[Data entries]
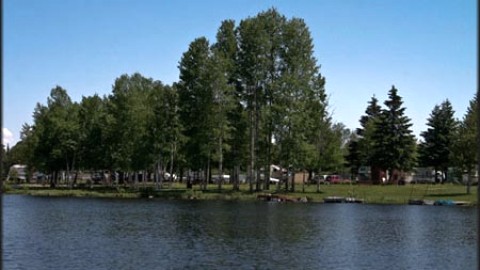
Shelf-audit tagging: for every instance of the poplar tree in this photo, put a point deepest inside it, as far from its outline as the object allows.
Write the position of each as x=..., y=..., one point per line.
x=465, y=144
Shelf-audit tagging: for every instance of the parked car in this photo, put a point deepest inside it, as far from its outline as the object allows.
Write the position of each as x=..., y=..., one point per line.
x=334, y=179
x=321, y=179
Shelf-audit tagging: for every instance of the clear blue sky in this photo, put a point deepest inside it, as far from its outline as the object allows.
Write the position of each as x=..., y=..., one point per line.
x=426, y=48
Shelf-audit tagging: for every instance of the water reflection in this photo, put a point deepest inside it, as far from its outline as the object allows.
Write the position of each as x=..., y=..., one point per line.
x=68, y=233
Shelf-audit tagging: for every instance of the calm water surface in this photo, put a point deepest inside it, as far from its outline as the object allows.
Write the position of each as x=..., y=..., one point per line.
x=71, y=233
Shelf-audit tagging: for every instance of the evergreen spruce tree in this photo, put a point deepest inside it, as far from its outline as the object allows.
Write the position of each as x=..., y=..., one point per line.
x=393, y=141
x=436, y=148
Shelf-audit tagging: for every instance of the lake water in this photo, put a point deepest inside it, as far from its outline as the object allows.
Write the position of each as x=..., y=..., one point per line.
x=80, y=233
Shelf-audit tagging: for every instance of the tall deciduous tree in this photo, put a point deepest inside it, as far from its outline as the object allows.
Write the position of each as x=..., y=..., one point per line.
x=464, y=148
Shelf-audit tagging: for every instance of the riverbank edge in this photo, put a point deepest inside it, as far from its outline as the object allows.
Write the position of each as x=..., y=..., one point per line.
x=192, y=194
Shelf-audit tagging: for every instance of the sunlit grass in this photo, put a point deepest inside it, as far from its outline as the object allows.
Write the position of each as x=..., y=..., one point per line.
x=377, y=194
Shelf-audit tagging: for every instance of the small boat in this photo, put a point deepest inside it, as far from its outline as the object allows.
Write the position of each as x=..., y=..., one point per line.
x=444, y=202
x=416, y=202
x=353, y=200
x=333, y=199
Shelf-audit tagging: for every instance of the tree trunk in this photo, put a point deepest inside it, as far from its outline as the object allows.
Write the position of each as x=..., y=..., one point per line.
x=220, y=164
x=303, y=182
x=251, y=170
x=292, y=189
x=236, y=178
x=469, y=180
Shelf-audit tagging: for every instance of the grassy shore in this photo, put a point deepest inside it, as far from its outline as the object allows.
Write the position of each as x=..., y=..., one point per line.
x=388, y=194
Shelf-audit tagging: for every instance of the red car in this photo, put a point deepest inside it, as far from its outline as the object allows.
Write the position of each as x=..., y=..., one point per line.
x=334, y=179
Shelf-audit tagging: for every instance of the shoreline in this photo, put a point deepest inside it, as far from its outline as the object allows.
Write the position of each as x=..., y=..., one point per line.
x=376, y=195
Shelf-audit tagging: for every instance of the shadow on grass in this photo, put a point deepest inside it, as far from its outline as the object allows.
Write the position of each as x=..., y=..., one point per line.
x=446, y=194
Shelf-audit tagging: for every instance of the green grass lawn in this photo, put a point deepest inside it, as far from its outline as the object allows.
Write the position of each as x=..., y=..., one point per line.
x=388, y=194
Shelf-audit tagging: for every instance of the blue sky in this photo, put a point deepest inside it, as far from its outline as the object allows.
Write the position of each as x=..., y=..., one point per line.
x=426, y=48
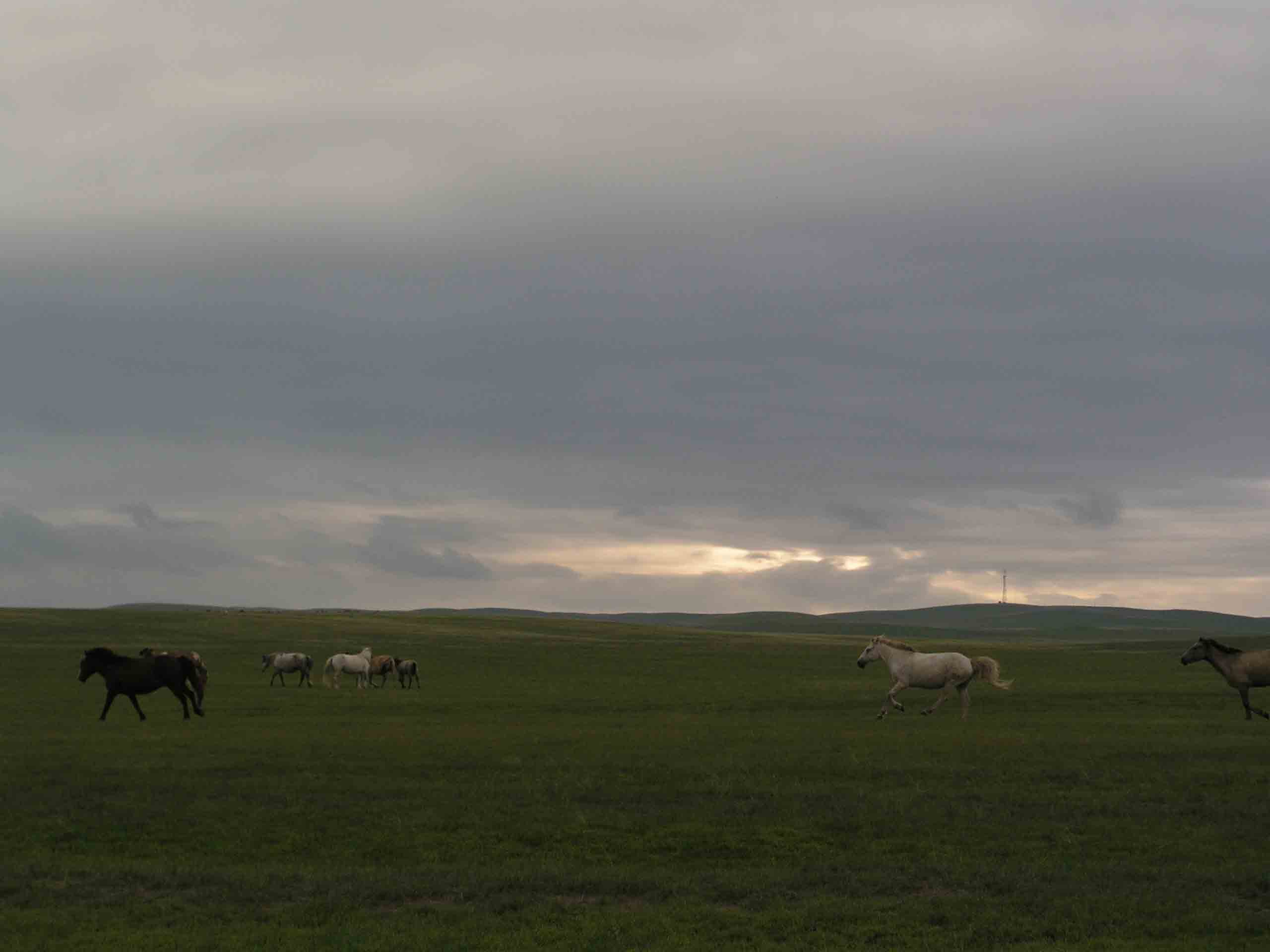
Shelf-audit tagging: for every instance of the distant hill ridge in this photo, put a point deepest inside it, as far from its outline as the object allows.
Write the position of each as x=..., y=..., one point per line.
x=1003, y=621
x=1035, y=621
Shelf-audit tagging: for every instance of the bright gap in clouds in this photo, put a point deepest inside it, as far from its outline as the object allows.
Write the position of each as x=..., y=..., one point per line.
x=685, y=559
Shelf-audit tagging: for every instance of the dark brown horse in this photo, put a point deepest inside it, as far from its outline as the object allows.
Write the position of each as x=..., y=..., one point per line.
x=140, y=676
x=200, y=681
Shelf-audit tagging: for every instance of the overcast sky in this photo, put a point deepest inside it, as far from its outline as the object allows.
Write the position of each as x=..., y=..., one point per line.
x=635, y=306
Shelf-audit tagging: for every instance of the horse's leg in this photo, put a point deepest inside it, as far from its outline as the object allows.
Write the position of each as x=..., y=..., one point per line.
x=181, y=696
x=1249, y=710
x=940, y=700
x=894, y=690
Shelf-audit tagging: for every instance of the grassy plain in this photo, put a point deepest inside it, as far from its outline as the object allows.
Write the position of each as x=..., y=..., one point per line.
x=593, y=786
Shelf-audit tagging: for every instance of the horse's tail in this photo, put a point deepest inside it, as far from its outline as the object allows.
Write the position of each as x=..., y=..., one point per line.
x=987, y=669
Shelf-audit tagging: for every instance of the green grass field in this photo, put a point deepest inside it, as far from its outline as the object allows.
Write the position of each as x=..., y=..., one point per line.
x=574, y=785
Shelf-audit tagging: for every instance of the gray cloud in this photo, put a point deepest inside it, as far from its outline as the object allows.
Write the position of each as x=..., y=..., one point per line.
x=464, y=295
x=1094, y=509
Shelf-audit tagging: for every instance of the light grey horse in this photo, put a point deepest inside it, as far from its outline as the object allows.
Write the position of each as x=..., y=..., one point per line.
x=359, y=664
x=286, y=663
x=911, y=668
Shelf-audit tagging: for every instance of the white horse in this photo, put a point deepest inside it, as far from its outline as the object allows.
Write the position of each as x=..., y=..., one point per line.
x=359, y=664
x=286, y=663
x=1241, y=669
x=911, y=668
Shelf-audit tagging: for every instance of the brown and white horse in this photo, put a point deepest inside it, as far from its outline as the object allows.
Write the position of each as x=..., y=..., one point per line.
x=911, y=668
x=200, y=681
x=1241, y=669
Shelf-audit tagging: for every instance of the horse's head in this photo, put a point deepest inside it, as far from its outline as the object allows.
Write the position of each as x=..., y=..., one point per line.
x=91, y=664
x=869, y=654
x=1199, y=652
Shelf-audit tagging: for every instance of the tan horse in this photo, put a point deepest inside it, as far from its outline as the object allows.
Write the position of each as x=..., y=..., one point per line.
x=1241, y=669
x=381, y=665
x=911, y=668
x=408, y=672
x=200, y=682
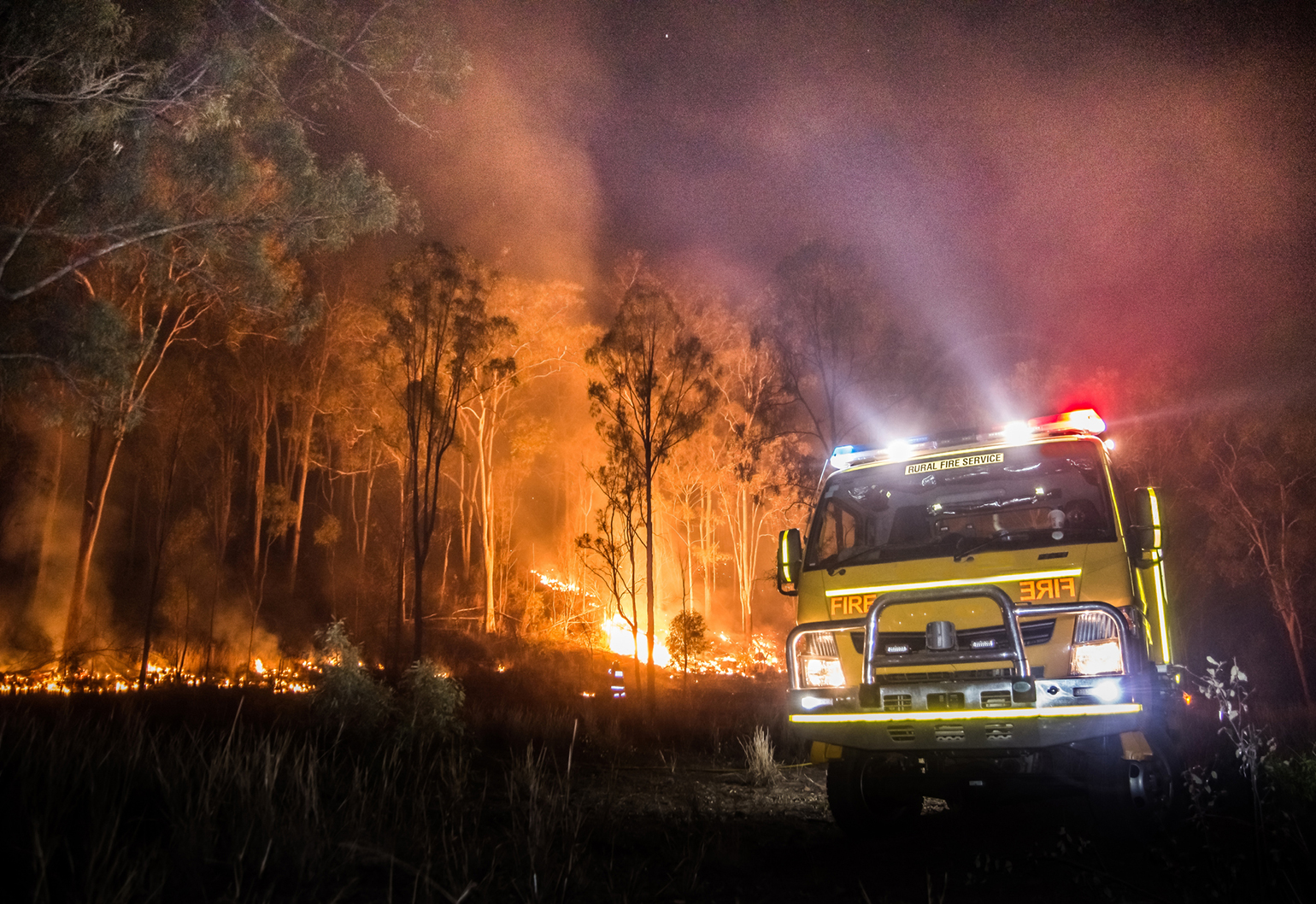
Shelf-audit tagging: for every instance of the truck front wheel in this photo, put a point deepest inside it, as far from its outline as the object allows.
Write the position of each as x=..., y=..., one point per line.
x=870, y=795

▶ Task goal
Word for word, print every record, and leave out any picture.

▶ Result below
Shelf-audit tagging: for every instance of the poplar tree in this photo, put a point deepest inside it, as far from its outline as the object allows.
Write the position of each as x=..., y=..., one point per line.
x=465, y=144
Shelf-audit tagging: for every instance of the parked car in this photo, put a point deepest inside it, as far from its outline as the object allows.
Write the position of each as x=..., y=..., one point per line.
x=334, y=179
x=321, y=179
Shelf-audit tagging: for every instance of the clear blue sky in this photo, put a point deepest inside it, as far from its outline as the object allows.
Write the position of each as x=..., y=..., one point per line.
x=426, y=48
Shelf-audit tagging: for every instance of the water reflection in this photo, put a point deepest inside it, as far from its outline as the object allows.
Write the position of each as x=..., y=..., one point per line.
x=68, y=233
Shelf-audit tagging: for every instance of the calm water surface in this photo, put a point deepest inside it, as far from its outline as the object allows.
Write the position of each as x=..., y=..., one point per line.
x=71, y=233
Shelf-audit tagging: for every instance of the evergreen spruce tree in this photo, put a point deepest inside it, as far from its outline as the object allows.
Write the position of each as x=..., y=..., one point per line.
x=393, y=141
x=436, y=148
Shelf-audit tagging: for every instance of the lake water in this photo, put a point deepest inside it, as far from its outline as the object allows.
Write the position of each as x=..., y=..., one point per line.
x=80, y=233
Shelf-audit tagging: for every instance of the tall deciduous tree in this photo, put a point deepest inside it, as far from its outline as the object allows.
Write the position of each as x=..., y=..., one point per line.
x=464, y=148
Shelf-audit tagging: for every instance of the riverbank edge in this photo, put a point deepest inside it, as far from its outline as the object allows.
Write the position of each as x=..., y=..., one point per line.
x=192, y=194
Shelf-audit tagging: for every instance of the sunlit grass in this photo, put a point deepest inside it, as far from its outline as the object allows.
Write the position of each as x=..., y=..., one point per line.
x=377, y=194
Shelf-audit tagging: for every instance of the small boat in this photo, put a point deepest inside it, as far from its outline as the object allows.
Write the position of each as x=..., y=..., one point per line.
x=444, y=202
x=416, y=202
x=353, y=200
x=333, y=199
Shelf-audit tagging: for every instance of the tree trunk in this photo, put a point deepest inside it, as far from its outline as the object allows.
Write the position of each as x=..., y=..., one point per line.
x=220, y=164
x=303, y=182
x=251, y=170
x=292, y=189
x=236, y=178
x=469, y=180
Shelf-audit tagging: for every instance of the grassy shore in this photo, put a point deepest inside it, as far from its outline as the object allows.
Write the position of each as x=..., y=..., one point per line.
x=388, y=194
Shelf-audit tagging: for every instance of the red car in this photo, put a point deepest inside it, as far from its outline as the object allows.
Write the position of each as x=..., y=..., one point per line.
x=334, y=179
Shelf-audit tagging: for every instance of the shoreline in this photo, put a point deepest inside it, as far from its outline as the object allows.
Write the position of each as x=..., y=..., one point per line.
x=376, y=195
Shelf-audit tagging: for every instance of the shadow on grass in this photo, put a point deepest inside it, as far from its outline as the object allows.
Write the position of each as x=..., y=..., one point per line.
x=446, y=194
Shelf-audit tagging: for every instance of the green grass lawn in this photo, put a point deepest inside it, as far from its outline as the object allows.
Write the position of each as x=..., y=..., one point per line.
x=388, y=194
Shelf-audit tagging: for every instance of the blue sky in this photo, put a point deepest inside it, as far from its outline as the object allows.
Write the position of each as x=..., y=..., one point per line.
x=426, y=48
Shelf-audit tagging: for every instance of the distant hill ridge in this photo, put a point deepest inside it, as far from its outline as the object allows.
Write the position of each as x=..., y=..., one point per line.
x=1003, y=621
x=1035, y=621
Shelf-audit tagging: for every instance of the bright gap in clouds in this photo, put a point deepest inside it, as far from its outline as the object allows.
Write the position of each as x=..., y=..., one point per line.
x=685, y=559
Shelf-audit tagging: for every instance of the dark brown horse in this photo, put a point deepest inside it, as far from its outline as the object allows.
Write the position of each as x=..., y=..., one point per line.
x=140, y=676
x=200, y=681
Shelf-audit tagging: for every instance of the overcast sky in this photo, put a point deepest inside it, as far from its outline as the object allows.
Write the position of each as x=..., y=..., one point per line.
x=635, y=306
Shelf-audit tagging: for every instance of the horse's leg in this photo, put a point deepest inside it, as far from its outline as the object allows.
Write the position of each as x=..., y=..., one point per line.
x=181, y=696
x=1249, y=710
x=940, y=700
x=894, y=690
Shelf-audit tagging: for every instance of the grassy plain in this photo, put a point deepest inside it, as far from its outline as the object allows.
Write the position of each as x=..., y=..., one point per line.
x=593, y=786
Shelf-audit tagging: for every instance of the horse's tail in this photo, put a point deepest inside it, as far from its outline as the object allows.
Write the position of each as x=..., y=..., one point per line.
x=987, y=669
Shelf-audit tagging: for every instance of the green grass field in this photo, put a point deepest inside it, as far from its outline as the object allows.
Write the position of each as x=..., y=..., one point per line.
x=574, y=785
Shelf-audit tagging: for every instance of the gray cloud in this photo, put a point deepest inside it, as far from its outline as the object allows.
Write the position of each as x=..., y=..., one point per line.
x=464, y=295
x=1094, y=509
Shelf-audit tagging: for every instance of the light grey horse in this photo, put a point deepest inside it, as far from its outline as the object allows.
Write the position of each as x=..., y=..., one point per line.
x=359, y=664
x=286, y=663
x=911, y=668
Shelf-audit tagging: for every instance of the white horse in this photo, put a point deepest inside it, as far from its outline as the object allows.
Write the position of each as x=..., y=..., one point per line.
x=359, y=664
x=286, y=663
x=1241, y=669
x=911, y=668
Shelf-audit tagging: for every instance of the brown and white horse in this photo, put a point deepest inside it, as far from its outline as the object allows.
Write the position of each as x=..., y=..., one point per line.
x=911, y=668
x=200, y=681
x=1241, y=669
Shelf-audit tagging: for every instance of the horse's head in this photo, put a point deepest inside it, as far from its outline as the object allows.
Write the position of each as x=..., y=..., one point per line.
x=91, y=664
x=869, y=654
x=1199, y=652
Shelf-audit tagging: for every instance of the tan horse in this photo, put a point deepest inside it, as far from its outline as the object allows.
Write the position of each as x=..., y=..., one point per line.
x=1241, y=669
x=381, y=665
x=911, y=668
x=408, y=672
x=200, y=682
Shelf-audit tagging: for every instance of the truck front wheel in this photo, put a point deepest inside it, as far from its outline as the object allows.
Write the position of each as x=..., y=..., one point per line.
x=870, y=795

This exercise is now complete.